RECORDS SHOWN =
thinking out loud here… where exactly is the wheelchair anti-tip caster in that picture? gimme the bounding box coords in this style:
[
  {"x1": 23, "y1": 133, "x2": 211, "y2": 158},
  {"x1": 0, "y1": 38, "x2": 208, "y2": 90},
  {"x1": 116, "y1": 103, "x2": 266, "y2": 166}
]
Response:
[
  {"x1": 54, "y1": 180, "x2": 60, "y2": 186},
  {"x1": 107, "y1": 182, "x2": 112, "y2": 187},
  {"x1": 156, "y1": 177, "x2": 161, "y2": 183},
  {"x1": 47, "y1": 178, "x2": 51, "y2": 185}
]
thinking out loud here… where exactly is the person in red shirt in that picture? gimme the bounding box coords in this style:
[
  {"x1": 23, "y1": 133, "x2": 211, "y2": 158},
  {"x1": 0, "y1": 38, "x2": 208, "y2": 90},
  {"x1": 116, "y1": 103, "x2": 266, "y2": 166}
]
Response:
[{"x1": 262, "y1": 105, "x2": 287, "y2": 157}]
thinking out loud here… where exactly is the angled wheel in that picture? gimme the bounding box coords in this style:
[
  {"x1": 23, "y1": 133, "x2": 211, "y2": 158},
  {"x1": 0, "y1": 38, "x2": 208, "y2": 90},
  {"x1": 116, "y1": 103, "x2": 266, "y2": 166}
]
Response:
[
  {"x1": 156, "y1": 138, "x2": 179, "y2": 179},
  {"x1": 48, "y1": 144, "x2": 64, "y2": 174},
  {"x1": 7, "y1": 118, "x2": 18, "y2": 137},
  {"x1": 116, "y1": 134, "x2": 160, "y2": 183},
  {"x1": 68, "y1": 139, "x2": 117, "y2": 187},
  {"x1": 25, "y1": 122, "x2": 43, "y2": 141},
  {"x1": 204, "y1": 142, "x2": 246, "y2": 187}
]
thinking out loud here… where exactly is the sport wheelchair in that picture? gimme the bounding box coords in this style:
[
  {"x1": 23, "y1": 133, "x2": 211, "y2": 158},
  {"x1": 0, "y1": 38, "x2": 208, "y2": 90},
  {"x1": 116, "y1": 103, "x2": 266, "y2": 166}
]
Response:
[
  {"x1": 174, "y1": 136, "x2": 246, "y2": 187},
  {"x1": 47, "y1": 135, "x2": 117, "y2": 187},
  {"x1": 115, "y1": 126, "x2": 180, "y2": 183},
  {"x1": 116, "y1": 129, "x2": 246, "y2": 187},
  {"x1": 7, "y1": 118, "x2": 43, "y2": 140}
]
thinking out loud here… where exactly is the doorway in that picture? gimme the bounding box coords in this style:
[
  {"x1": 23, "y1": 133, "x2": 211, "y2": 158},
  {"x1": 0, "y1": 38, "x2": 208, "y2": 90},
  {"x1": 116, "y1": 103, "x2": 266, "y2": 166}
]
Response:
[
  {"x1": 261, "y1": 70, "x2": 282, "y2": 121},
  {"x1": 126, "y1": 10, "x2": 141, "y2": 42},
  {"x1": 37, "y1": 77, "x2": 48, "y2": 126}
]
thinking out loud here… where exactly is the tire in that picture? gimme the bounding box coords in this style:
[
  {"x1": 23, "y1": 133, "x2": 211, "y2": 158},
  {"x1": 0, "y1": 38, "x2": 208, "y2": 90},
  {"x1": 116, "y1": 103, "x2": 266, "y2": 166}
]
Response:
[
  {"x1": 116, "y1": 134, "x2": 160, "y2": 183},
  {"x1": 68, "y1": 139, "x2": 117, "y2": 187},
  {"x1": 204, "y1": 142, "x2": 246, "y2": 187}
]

DESCRIPTION OF THE TASK = Show the lines where the word "wheelchair" appears in the entries.

SOLUTION FOR THIS PROBLEM =
thinking out loud here… where exactly is the wheelchair anti-tip caster in that picture? gimme the bounding box coords in this style:
thinking out loud here… where exactly is the sport wheelchair in that picture? gimme the bounding box coords in this style:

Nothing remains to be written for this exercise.